┌─ Text section

Transformation of 2,4,6-trichlorophenol by free and immobilized fungal laccase by A. Leontievsky; N. Myasoedova; B. Baskunov; L. Golovleva; C. Bucke; C. Evans (pp. 85-91).
Laccase from the white rot fungus Coriolus versicolor was immobilized on Celite R-637 by covalent binding with glutaraldehyde. After a sharp primary decline in activity (up to 50%), the retained enzyme activity was stable over a storage period of 33 days at 4°C. A comparative study of soluble and immobilized laccases revealed the increased resistance of immobilized enzyme to the unfavourable effects of alkaline pH, high temperature and the action of inhibitors. A combination of these properties of immobilized laccase resulted in the ability to oxidize 2,4,6-trichlorophenol (2,4,6-TCP) at 50°C at pH 7.0. The reactions of soluble and immobilized laccase with 2,4,6-TCP were examined in the presence and absence of redox mediators. 3,5-Dichlorocatechol, 2,6-dichloro-1,4-benzoquinone and 2,6-dichloro-1,4-hydroquinone were found to be the primary products of 2,4,6-TCP oxidation by laccase; oligo- and polymeric compounds were also found.
The use of extracellular enzymes from Streptomyces albus ATCC 3005 for the bleaching of eucalyptus kraft pulp by V. Antonopoulos; M. Hernandez; M. Arias; E. Mavrakos; A. Ball (pp. 92-97).
The suitability of culture supernatant from Streptomyces albus ATCC 3005 for use in the biobleaching of eucalyptus kraft pulp was investigated. S. albus was found to grow on a minimal salts medium containing oat spelts xylan and yeast extract as the main carbon and nitrogen sources, respectively. Maximal extracellular xylanase and peroxidase production was detected after 120 h (11.97 U ml–1) and 72 h (0.58 U ml–1), respectively. Importantly, no cellulase activity could be detected. When the effect of pH on enzyme activity was examined, maximal xylanase and peroxidase activity was obtained at pH 6.5 and pH 9.9, respectively. The optimum hydrogen peroxide (H2O2) concentration for peroxidase activity was found to occur at 20 mM, with peroxidase remaining active at 100 mM H2O2 after 1 h incubation at 53°C; the half-life of the enzyme at that temperature was estimated to be 33 min. Short-term (1 h) biobleaching of eucalyptus kraft pulp with culture supernatant from S. albus in the presence of H2O2 resulted in a significant reduction of kappa number (2.85 units) with no change in viscosity. These results suggest a potential application of cellulase-free culture supernatants from S. albus in biobleaching.
Purification and characterization of laccase isozymes from the white-rot basidiomycete Ganoderma lucidum by E.-M. Ko; Y.-E. Leem; H. Choi (pp. 98-102).

└─
┌─ Data to examine

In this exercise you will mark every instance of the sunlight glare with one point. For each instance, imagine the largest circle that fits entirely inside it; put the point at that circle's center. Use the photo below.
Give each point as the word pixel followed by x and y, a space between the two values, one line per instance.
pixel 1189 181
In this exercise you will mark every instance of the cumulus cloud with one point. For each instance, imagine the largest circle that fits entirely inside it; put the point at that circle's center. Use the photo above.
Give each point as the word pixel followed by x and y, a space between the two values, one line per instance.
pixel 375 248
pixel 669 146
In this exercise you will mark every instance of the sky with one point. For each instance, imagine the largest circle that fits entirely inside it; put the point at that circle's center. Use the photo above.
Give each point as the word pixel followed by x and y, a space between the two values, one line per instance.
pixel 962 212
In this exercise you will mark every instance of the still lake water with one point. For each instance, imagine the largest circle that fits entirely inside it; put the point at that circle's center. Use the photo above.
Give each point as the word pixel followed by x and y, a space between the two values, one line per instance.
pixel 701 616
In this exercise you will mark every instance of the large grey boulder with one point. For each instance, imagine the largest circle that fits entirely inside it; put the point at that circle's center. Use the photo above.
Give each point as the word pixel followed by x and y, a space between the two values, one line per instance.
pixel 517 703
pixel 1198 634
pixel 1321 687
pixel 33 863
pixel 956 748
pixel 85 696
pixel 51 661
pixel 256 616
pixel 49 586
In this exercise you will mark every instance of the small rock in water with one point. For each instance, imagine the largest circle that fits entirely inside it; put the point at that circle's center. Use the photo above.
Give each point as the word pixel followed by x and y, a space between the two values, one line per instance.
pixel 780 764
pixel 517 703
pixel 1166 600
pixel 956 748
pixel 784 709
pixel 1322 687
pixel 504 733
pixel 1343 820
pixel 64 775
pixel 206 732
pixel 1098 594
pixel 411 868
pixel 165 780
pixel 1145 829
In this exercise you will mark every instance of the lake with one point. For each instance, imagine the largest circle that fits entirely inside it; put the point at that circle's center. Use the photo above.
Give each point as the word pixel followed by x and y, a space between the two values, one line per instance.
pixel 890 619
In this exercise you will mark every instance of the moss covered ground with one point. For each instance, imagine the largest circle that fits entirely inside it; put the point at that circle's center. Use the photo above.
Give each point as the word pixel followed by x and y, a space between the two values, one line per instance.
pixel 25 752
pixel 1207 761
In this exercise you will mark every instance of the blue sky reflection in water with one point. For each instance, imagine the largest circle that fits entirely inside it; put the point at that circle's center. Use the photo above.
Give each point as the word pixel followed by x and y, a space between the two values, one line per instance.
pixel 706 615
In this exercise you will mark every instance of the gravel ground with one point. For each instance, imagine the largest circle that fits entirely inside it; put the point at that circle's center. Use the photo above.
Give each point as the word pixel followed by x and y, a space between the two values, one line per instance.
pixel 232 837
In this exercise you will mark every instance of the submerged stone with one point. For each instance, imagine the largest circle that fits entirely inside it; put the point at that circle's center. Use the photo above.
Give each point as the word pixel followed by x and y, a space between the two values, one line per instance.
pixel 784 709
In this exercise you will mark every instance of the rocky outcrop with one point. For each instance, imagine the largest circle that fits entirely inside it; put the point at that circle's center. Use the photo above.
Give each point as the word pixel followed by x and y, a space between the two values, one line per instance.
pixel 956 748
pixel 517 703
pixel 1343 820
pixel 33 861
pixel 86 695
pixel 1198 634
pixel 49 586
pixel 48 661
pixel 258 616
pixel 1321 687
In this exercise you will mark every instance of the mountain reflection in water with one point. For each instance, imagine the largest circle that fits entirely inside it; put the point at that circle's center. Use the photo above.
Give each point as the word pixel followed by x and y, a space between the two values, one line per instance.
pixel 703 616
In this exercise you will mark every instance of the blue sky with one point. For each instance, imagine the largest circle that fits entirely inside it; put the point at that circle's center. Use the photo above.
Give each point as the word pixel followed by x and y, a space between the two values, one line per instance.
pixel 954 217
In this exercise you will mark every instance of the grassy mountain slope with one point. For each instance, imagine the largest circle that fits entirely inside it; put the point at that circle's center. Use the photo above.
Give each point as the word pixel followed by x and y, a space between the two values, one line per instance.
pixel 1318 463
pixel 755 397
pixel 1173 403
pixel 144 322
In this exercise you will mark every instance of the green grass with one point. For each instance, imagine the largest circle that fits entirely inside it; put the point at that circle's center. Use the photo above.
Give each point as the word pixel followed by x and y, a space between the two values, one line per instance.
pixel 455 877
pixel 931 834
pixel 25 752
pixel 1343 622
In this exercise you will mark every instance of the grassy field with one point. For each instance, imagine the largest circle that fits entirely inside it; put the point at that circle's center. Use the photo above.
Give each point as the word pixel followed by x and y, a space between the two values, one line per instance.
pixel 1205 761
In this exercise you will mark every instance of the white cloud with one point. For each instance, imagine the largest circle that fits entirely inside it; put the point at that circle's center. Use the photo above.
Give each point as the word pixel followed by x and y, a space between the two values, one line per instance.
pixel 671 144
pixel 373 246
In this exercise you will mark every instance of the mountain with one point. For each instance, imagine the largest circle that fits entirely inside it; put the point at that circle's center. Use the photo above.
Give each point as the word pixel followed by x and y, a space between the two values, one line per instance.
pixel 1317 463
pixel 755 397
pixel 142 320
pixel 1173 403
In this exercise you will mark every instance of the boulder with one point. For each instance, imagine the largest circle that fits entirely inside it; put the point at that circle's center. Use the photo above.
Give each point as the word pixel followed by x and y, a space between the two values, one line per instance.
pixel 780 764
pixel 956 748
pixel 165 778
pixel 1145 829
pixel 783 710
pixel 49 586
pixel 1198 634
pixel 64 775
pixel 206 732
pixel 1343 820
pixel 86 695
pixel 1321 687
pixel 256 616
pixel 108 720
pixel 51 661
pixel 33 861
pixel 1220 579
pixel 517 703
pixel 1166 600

└─

What is required =
Carry the listing of enzyme study abstracts further from the point where it stops. The records have no connection to the text about enzyme studies.

Output below =
Ganoderma lucidum, a medicinal white-rot basidiomycete, produces many laccase isozymes in liquid culture. Three laccase isozymes (GaLc 1, 2, 3) have been purified 32.4-fold from the crude enzyme protein through anion exchange chromatography, preparative gel electrophoresis, and electroelution. Their estimated molecular weights are 65–68 kDa, and they contain 7–10% N-linked carbohydrates. The three isozymes have identical N-terminal amino acid sequences: G-I-G-P-T. The optimum pH and temperature both for each isozyme singly and the isozyme mixture are pH 3.5 and 20°C, respectively. One isozyme (GaLc 3) is quite stable at pH 4.0–10.0, and shows good stability when incubated at temperatures lower than 40°C. The K m values of GaLc 3 for o-tolidine and 2,2'-azino-bis-(3-ethylthiazoline-6-sulfonate) (ABTS) are 401.6 µM and 3.7 µM respectively, and the V max of GaLc 3 for these substrates is 0.0198 OD min–1unit–1 and 0.0142 OD min–1unit–1, respectively.
A thermostable collagenolytic protease with a very large molecular mass produced by thermophilic Bacillus sp. strain MO-1 by M. Okamoto; Y. Yonejima; Y. Tsujimoto; Y. Suzuki; K. Watanabe (pp. 103-108).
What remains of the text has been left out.